**Dataset extract**
==================================================

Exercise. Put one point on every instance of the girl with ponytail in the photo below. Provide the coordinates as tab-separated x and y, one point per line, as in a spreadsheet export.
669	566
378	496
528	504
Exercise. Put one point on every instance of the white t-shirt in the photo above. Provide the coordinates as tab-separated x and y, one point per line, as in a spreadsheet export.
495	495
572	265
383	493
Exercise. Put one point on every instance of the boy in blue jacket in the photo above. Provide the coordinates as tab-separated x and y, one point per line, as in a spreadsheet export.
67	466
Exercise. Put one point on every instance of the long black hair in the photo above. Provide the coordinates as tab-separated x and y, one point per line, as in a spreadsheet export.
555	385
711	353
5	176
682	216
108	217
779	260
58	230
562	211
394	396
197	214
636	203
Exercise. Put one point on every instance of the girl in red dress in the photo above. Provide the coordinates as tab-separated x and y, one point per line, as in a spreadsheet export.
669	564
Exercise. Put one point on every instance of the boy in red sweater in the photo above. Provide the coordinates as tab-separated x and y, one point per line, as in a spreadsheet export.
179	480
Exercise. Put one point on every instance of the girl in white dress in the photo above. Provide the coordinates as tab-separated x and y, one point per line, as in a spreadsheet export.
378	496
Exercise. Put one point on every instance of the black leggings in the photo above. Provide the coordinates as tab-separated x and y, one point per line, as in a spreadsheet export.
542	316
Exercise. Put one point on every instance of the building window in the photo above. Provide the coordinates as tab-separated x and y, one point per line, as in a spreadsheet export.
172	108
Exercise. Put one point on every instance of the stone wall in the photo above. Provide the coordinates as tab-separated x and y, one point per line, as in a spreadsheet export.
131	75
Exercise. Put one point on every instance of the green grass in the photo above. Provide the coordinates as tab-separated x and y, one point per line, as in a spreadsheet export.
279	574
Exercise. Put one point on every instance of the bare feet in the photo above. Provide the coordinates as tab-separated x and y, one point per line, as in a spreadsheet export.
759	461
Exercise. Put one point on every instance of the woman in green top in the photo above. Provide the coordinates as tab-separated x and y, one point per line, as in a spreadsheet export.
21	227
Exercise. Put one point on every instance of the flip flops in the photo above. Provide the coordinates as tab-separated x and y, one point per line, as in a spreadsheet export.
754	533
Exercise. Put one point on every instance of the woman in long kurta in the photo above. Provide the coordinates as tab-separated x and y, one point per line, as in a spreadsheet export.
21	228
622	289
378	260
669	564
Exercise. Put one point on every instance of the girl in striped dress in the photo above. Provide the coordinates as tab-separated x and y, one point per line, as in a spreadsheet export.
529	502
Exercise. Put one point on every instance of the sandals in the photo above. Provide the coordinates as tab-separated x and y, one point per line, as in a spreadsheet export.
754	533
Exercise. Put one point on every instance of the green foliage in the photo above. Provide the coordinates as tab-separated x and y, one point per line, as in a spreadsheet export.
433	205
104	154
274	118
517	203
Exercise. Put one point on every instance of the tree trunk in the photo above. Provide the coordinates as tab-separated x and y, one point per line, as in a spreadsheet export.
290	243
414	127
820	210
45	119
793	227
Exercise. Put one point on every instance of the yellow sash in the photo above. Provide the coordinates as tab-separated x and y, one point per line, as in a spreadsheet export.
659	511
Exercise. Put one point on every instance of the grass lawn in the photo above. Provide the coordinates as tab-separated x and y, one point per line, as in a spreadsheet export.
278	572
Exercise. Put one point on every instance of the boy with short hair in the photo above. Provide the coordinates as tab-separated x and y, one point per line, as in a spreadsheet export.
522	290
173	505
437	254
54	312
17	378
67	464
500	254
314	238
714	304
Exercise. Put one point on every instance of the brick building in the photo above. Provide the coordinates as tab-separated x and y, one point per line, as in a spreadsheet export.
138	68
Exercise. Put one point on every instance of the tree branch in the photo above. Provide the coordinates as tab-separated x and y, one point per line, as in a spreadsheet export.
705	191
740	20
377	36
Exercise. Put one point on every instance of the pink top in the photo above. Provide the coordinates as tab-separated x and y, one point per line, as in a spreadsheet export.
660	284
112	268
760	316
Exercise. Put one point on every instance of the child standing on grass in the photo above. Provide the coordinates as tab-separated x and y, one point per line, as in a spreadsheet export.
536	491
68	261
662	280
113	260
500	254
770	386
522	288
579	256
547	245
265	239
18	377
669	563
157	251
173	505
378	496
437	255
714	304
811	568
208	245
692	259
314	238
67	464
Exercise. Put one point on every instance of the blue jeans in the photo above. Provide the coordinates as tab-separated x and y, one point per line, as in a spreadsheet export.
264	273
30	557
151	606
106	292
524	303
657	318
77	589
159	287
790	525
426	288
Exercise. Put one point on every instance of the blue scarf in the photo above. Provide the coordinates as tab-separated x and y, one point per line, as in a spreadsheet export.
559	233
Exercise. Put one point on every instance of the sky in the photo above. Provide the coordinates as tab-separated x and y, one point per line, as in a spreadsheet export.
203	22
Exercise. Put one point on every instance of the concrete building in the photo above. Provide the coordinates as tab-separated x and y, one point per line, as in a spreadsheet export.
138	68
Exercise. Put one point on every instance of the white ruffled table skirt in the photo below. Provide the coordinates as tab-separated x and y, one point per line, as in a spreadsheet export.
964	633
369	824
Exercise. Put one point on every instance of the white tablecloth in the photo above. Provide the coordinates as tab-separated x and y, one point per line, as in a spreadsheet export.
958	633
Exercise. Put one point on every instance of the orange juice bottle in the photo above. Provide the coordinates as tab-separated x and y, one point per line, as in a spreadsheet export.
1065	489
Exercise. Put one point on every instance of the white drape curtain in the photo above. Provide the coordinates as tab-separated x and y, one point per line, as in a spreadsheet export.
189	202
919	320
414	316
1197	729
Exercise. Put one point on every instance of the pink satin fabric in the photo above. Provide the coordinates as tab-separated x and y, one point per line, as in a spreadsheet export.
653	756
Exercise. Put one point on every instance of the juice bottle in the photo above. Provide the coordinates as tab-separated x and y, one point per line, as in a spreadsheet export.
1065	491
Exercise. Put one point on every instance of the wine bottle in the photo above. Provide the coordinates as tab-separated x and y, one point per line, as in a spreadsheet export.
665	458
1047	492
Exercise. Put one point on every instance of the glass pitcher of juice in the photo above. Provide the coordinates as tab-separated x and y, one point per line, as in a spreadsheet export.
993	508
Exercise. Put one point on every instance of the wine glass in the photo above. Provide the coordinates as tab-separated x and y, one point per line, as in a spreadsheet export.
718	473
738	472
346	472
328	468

==================================================

**Problem requirements**
Repeat the data in full, matching each line exactly.

**Solution to this exercise**
Exercise. Put one point on every instance of the girl with ponytail in the photo below. Provide the coordinates as tab-separated x and y, one point per line, as in a spreadsheet export.
669	566
378	496
528	504
Exercise. Put one point on every instance of the white t-shirt in the photo above. Provide the coordinates as tab-separated x and y, one point per line, as in a spreadsheet export.
495	495
572	265
383	493
Exercise. Put one point on every instance of the boy in blue jacket in the photo above. Provide the coordinates as tab-separated x and y, one point per line, as in a spreadsheet export.
67	466
Exercise. Put one point on every instance of the long black hair in the photo above. Provide the coordinates as tab-separated x and y, one point per line, as in a spreadsheet export.
555	385
711	353
5	176
682	216
108	217
779	260
58	230
562	211
394	396
197	214
636	203
Exercise. Put one point on every instance of the girl in red dress in the photo above. Provide the coordinates as tab-separated x and y, one point per line, as in a spreadsheet export.
669	564
Exercise. Put one point on every instance of the boy in red sweater in the photo above. Provide the coordinates as tab-separated x and y, one point per line, as in a spreadsheet export.
179	480
Exercise. Put one point on every instance of the girl in white dress in the photo above. Provide the coordinates as tab-separated x and y, one point per line, as in a spreadsheet export.
378	496
Exercise. Put one point on every instance of the black leggings in the photo above. Provide the coordinates as tab-separated x and y, one point per line, as in a spreadsheet export.
542	316
Exercise. Put one point on every instance of the building window in the photo above. Provide the coordinates as tab-separated x and y, one point per line, as in a spreadsheet export.
172	108
Exercise. Put one point on every instance of the stone wall in the photo above. Provide the coordinates as tab-separated x and y, one point per line, as in a spreadsheet export.
131	75
Exercise. Put one point on every instance of the green grass in the photo above. Provide the coordinates as tab-separated x and y, one point per line, as in a spreadsheet export.
279	574
Exercise. Put one point on every instance of the bare feet in the photo above. Provide the coordinates as tab-separated x and y, one point per line, as in a spreadsheet export.
759	461
Exercise. Put one point on every instance of the woman in green top in the photo above. Provide the coordinates as tab-separated x and y, one point per line, as in a spreadsheet export.
21	227
Exercise. Put one point on every instance of the flip flops in the photo above. Provide the coordinates as tab-separated x and y, one point per line, as in a spreadsheet export.
754	533
Exercise. Put one point on every instance of the woman in long kurta in the photo above. Provide the coordinates as tab-separated x and y, one point per line, as in a spreadsheet export.
21	228
622	289
378	260
669	564
Exercise. Put one point on every instance of the girl in striped dress in the photo above. Provide the coordinates as tab-separated x and y, one point per line, as in a spreadsheet export.
529	502
Exercise. Put one point on every instance of the sandals in the photo above. Provide the coordinates as tab-separated x and y, one point per line, as in a spreadsheet export.
754	533
Exercise. Put one point on every instance of the green foliage in the photo above. Provide the coordinates as tab-separated x and y, one point per line, as in a spreadsheet export.
433	205
104	154
274	118
517	203
Exercise. Put one point on every instance of the tree trunk in the photo above. Provide the coordinates as tab-separated x and y, one point per line, as in a spreadsheet export.
290	243
414	127
820	210
45	119
793	227
Exercise. Put one point on every instance of the yellow sash in the photo above. Provide the coordinates as tab-separated x and y, one point per line, as in a spreadsheet export.
659	511
Exercise. Put one point on every instance of the grass lawn in the photo above. Provide the coordinates as tab-separated x and y, one point per line, as in a spreadsheet export.
278	572
Exercise. Put one point on every instance of the boy with short hair in the photo above. Provide the coordinates as tab-separated x and y, one point per line, as in a spreadsheet export.
522	290
173	505
437	254
54	312
17	378
67	464
500	254
314	238
714	304
Exercise. Put one point on every instance of the brick building in the photo above. Provide the coordinates as tab-separated x and y, one point per line, as in a spreadsheet export.
138	68
Exercise. Put one point on every instance of the tree branch in the photo above. Provide the coordinates as tab-separated x and y, one point per line, as in a spreadsheet export.
705	191
740	20
377	36
Exercise. Put one point on every instance of the pink top in the photo above. Provide the coordinates as tab-separated x and y, one point per line, as in a spreadsheet export.
660	284
112	268
760	316
Exercise. Put one point on every instance of the child standing on grass in the photo above. Provide the coordinates as tab-separated x and y, one point per line, as in a spreadsheet export.
536	491
68	261
662	280
113	260
500	254
770	386
522	288
579	256
547	245
265	239
18	377
669	563
157	251
173	505
378	496
437	255
714	304
811	568
208	245
692	259
314	238
67	464
Exercise. Put one point on every instance of the blue jeans in the photo above. Provide the coordinates as tab-separated x and y, one point per line, as in a spreadsheet export.
264	273
30	557
151	606
106	292
524	303
657	318
77	589
159	287
790	525
426	288
Exercise. Put one point on every instance of the blue scarf in the photo above. Provide the coordinates as tab-separated x and y, one point per line, as in a spreadsheet export.
559	233
Exercise. Put one point on every instance of the sky in the photo above. Provide the coordinates as tab-separated x and y, one point per line, as in a spreadsheet export.
203	22
Exercise. Put one point on every instance of the concrete building in the photo above. Provide the coordinates as tab-separated x and y, one point per line, as in a spreadsheet export.
138	68
Exercise. Put one point on every instance of the white ruffled table skirt in the photo below. Provide the coordinates as tab-separated x and y, one point per line, as in a spreadsheet export.
964	633
369	824
Exercise. Put one point on every instance of the white tablecloth in the photo above. Provide the coordinates as tab-separated x and y, one point per line, as in a spreadsheet export.
958	633
Exercise. Put one point on every instance of the orange juice bottle in the photo above. Provide the coordinates as tab-separated x and y, one point per line, as in a spreadsheet export.
1065	489
Exercise. Put one point on every instance of the white drape curtain in the photo above. Provide the coordinates as tab-separated x and y, one point per line, as in a spreadsheet export.
189	202
919	320
414	316
1197	729
Exercise. Put one point on every instance of the pink satin fabric in the photo above. Provide the coordinates as tab-separated x and y, one point per line, as in a spreadsheet export.
653	756
Exercise. Put one point on every instance of the juice bottle in the photo above. Provide the coordinates as tab-separated x and y, one point per line, as in a spreadsheet export.
1065	491
Exercise. Put one point on every instance of the wine bottle in the photo above. Provide the coordinates as tab-separated x and y, one point per line, as in a spreadsheet export.
665	458
1047	492
Exercise. Put one point on every instance of the glass pitcher of juice in the photo above. Provide the coordinates as tab-separated x and y, one point per line, as in a spreadsheet export.
993	508
Exercise. Put one point on every instance of the wine glass in the photo above. Provide the coordinates as tab-separated x and y, one point per line, as in a spreadsheet export.
718	473
738	472
346	472
328	468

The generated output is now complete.